◆ Given instruction
Rewrite the entries starting at the line that contains "Q: In the photo above, mark the bird's leg" and ending at the last line of the entries, keeping every line, requests included. In the answers only, multiply each x and y coordinate by 2.4 and round to whole numbers, rounding halves up, and leave the numbers in the requests unchanged.

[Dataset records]
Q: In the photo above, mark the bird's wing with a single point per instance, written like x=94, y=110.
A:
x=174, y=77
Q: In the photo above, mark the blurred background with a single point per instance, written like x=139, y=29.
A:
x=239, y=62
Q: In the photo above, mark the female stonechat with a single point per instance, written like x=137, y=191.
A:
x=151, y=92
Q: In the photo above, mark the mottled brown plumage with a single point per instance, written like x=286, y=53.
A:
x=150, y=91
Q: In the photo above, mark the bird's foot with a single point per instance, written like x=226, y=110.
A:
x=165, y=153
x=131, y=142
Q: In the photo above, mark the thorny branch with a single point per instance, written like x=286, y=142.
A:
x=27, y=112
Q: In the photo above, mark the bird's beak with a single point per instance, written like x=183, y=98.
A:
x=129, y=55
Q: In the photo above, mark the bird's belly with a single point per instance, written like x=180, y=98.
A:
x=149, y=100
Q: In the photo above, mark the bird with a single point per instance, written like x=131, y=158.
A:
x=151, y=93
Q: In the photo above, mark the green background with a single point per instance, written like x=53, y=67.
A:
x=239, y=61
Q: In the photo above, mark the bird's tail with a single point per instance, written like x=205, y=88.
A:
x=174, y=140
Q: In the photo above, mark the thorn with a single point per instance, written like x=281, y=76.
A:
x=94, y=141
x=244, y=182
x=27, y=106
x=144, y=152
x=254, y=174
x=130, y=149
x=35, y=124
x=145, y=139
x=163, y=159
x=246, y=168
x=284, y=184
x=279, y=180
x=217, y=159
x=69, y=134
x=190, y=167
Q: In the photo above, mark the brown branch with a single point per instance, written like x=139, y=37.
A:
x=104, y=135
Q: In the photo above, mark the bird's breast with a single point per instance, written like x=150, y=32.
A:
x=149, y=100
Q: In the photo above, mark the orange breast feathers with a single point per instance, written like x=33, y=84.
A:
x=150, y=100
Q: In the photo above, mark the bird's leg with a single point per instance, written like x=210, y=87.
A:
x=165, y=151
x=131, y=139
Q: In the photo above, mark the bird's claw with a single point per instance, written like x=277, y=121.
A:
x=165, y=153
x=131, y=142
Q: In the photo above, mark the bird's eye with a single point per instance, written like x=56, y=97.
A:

◆ Correct response
Q: In the photo above, mark the bird's leg with a single point per instance, written like x=210, y=87.
A:
x=396, y=362
x=314, y=334
Q: In the photo above, mark the bird's claw with a single point per instance, written like x=277, y=121.
A:
x=396, y=367
x=314, y=341
Q: In the photo above, mark the bird's eye with a single point per instance, written like x=56, y=97.
A:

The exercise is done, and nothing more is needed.